- WHAT NEEDS TO BE DONE
Render all of the data below as a numbered list, omitting any blank lines.

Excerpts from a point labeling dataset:
start
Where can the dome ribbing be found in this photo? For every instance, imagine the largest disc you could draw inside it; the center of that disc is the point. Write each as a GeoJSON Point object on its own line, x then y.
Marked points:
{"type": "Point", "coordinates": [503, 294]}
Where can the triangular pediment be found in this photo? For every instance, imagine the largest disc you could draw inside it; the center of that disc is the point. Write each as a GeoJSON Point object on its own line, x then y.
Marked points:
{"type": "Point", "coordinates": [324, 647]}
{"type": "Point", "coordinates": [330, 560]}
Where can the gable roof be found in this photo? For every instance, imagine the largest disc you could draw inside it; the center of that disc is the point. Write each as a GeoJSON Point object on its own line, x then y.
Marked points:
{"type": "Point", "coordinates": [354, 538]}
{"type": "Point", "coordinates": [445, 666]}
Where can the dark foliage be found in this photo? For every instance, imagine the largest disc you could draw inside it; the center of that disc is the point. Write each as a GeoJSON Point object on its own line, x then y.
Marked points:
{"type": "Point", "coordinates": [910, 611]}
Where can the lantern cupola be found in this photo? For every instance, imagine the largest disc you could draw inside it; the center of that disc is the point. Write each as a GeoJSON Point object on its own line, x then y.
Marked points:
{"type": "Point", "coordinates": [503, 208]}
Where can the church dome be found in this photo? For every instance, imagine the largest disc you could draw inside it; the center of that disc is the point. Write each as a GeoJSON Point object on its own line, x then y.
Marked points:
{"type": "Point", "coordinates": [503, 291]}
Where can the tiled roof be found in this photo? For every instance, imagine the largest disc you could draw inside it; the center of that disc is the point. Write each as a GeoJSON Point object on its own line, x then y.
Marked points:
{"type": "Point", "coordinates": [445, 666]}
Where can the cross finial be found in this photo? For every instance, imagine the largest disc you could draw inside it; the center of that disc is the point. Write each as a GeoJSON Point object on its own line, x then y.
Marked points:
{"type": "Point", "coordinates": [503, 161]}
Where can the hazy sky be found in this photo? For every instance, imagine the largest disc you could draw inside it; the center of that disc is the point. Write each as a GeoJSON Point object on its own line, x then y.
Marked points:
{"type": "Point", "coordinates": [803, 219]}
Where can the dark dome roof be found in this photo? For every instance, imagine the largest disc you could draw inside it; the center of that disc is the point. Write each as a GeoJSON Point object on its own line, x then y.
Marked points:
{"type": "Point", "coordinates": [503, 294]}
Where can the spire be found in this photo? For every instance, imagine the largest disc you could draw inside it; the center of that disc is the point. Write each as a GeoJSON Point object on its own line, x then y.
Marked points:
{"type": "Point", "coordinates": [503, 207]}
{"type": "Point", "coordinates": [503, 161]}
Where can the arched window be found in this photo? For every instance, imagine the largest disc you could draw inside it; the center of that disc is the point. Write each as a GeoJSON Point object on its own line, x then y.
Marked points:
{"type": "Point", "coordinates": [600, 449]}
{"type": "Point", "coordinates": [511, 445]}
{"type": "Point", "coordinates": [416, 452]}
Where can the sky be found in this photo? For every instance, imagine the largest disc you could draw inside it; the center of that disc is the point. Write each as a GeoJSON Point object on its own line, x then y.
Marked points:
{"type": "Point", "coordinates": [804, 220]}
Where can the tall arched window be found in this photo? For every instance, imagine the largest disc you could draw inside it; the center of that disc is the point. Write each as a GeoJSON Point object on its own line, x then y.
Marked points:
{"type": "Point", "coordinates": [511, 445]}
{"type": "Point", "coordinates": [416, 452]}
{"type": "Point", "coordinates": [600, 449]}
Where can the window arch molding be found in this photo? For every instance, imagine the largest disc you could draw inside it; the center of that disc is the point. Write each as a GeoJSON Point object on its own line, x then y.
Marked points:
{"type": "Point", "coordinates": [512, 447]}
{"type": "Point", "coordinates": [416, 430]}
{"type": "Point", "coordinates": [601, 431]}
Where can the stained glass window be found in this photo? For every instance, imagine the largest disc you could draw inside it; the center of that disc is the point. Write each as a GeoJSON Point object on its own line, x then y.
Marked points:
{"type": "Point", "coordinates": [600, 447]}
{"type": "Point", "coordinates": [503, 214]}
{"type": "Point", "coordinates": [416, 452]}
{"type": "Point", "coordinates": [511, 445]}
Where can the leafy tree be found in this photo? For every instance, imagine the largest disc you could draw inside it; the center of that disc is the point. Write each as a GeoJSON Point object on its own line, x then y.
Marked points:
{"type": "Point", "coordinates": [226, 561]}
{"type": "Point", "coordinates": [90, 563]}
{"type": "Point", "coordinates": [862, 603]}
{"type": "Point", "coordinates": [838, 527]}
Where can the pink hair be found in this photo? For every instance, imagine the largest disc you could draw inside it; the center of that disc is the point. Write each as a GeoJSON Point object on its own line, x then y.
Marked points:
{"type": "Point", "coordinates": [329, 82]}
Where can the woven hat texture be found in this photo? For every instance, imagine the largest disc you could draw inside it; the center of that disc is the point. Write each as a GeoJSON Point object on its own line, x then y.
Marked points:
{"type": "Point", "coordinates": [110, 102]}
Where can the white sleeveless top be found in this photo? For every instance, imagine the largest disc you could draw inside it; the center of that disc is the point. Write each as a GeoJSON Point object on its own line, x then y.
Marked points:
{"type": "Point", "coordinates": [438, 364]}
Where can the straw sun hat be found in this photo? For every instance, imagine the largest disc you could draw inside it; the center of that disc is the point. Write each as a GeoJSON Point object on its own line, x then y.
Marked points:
end
- EXERCISE SOLUTION
1. Where can the dome ribbing be found in this photo? For every instance, imagine the largest disc you could draw inside it; the center of that disc is the point. Write each as a GeoJSON Point object on its own line, x then y.
2. Marked points:
3. {"type": "Point", "coordinates": [503, 294]}
4. Where can the triangular pediment be found in this photo? For every instance, imagine the largest disc you could draw inside it; the center of that disc is the point. Write each as a GeoJSON Point object on its own line, x then y.
5. Marked points:
6. {"type": "Point", "coordinates": [324, 647]}
7. {"type": "Point", "coordinates": [330, 560]}
8. Where can the gable roof be found in this photo? For every instance, imagine the largest disc you could draw inside it; the center of that disc is the point. Write each as a GeoJSON Point object on its own line, x then y.
9. Marked points:
10. {"type": "Point", "coordinates": [354, 538]}
11. {"type": "Point", "coordinates": [445, 666]}
12. Where can the dark foliage be found in this photo? For every instance, imagine the largest disc you could draw inside it; the center of that disc is the point. Write each as a GeoJSON Point object on its own line, x then y.
13. Marked points:
14. {"type": "Point", "coordinates": [910, 611]}
15. Where can the lantern cupola be found in this photo? For every instance, imagine the largest disc you could draw inside it; the center of that disc is the point. Write each as a GeoJSON Point object on its own line, x then y.
16. Marked points:
17. {"type": "Point", "coordinates": [503, 208]}
18. Where can the church dome be found in this photo? For every instance, imagine the largest disc you could draw inside it; the center of that disc is the point. Write each as a GeoJSON Point object on its own line, x then y.
19. Marked points:
20. {"type": "Point", "coordinates": [503, 291]}
21. Where can the tiled roof be found in this photo? For every instance, imagine the largest disc you could draw inside it; the center of that disc is the point. Write each as a GeoJSON Point object on its own line, x then y.
22. Marked points:
23. {"type": "Point", "coordinates": [445, 666]}
24. Where can the cross finial be found in this photo? For every instance, imagine the largest disc you could draw inside it; the center of that disc is the point. Write each as a GeoJSON Point object on its own line, x then y.
25. Marked points:
26. {"type": "Point", "coordinates": [503, 161]}
27. Where can the hazy sky be found in this photo? For every instance, imagine the largest disc you could draw inside it; the center of that disc is the point. Write each as a GeoJSON Point object on its own line, x then y.
28. Marked points:
29. {"type": "Point", "coordinates": [803, 219]}
30. Where can the dark dome roof be found in this photo? For every instance, imagine the largest disc you could draw inside it; the center of that disc is the point. Write each as a GeoJSON Point object on its own line, x then y.
31. Marked points:
32. {"type": "Point", "coordinates": [503, 294]}
33. Where can the spire be found in this photo? For every instance, imagine the largest disc you could draw inside it; the center of that disc is the point. Write each as a GeoJSON Point object on its own line, x then y.
34. Marked points:
35. {"type": "Point", "coordinates": [503, 207]}
36. {"type": "Point", "coordinates": [503, 161]}
37. Where can the arched window be found in this photo? For every instance, imagine the largest disc you could draw inside it; the center of that disc is the point. Write each as a GeoJSON Point object on its own line, x then y.
38. Marked points:
39. {"type": "Point", "coordinates": [600, 449]}
40. {"type": "Point", "coordinates": [511, 445]}
41. {"type": "Point", "coordinates": [416, 452]}
42. Where can the sky be found in this photo? For every instance, imagine the largest disc you could draw inside it; the center of that disc is the point. Write each as a GeoJSON Point object on its own line, x then y.
43. Marked points:
44. {"type": "Point", "coordinates": [804, 220]}
45. Where can the tall arched window be found in this photo? For every instance, imagine the largest disc you could draw inside it; the center of that disc is the point. Write each as a GeoJSON Point object on its own line, x then y.
46. Marked points:
47. {"type": "Point", "coordinates": [511, 445]}
48. {"type": "Point", "coordinates": [416, 452]}
49. {"type": "Point", "coordinates": [600, 449]}
50. Where can the window arch molding be found in this photo? For every instance, imagine the largest disc you could draw inside it; the center of that disc is the point. Write each as a GeoJSON Point object on its own line, x then y.
51. Marked points:
52. {"type": "Point", "coordinates": [512, 447]}
53. {"type": "Point", "coordinates": [416, 430]}
54. {"type": "Point", "coordinates": [601, 431]}
55. Where can the stained glass window be found in this photo? For every instance, imagine the largest disc you could draw inside it; the center of that disc is the point. Write each as a GeoJSON Point object on its own line, x then y.
56. Marked points:
57. {"type": "Point", "coordinates": [600, 447]}
58. {"type": "Point", "coordinates": [503, 214]}
59. {"type": "Point", "coordinates": [416, 452]}
60. {"type": "Point", "coordinates": [511, 445]}
61. Where can the leafy tree be found in this photo? For every instance, imagine the largest disc you could draw inside it; the center of that disc is the point. Write each as a GeoJSON Point object on its own line, x then y.
62. Marked points:
63. {"type": "Point", "coordinates": [226, 561]}
64. {"type": "Point", "coordinates": [90, 563]}
65. {"type": "Point", "coordinates": [862, 603]}
66. {"type": "Point", "coordinates": [838, 527]}
67. Where can the pink hair be found in this photo? For every instance, imagine the largest disc you could draw inside it; the center of that disc is the point. Write each as a GeoJSON Point object on its own line, x then y.
68. Marked points:
69. {"type": "Point", "coordinates": [329, 82]}
70. Where can the woven hat texture be found in this photo? For every instance, imagine the largest disc you could draw inside it; the center of that disc is the point. Write each as a GeoJSON Point object on its own line, x then y.
71. Marked points:
72. {"type": "Point", "coordinates": [110, 102]}
73. Where can the white sleeveless top be found in this photo? For every instance, imagine the largest disc you could draw inside it; the center of that disc is the point. Write each as a GeoJSON Point object on its own line, x then y.
74. Marked points:
75. {"type": "Point", "coordinates": [438, 364]}
76. Where can the straw sun hat be found in this photo? For every instance, imagine the largest disc you could draw inside it; the center of that disc is the point. Write each as a GeoJSON Point object on its own line, x then y.
77. Marked points:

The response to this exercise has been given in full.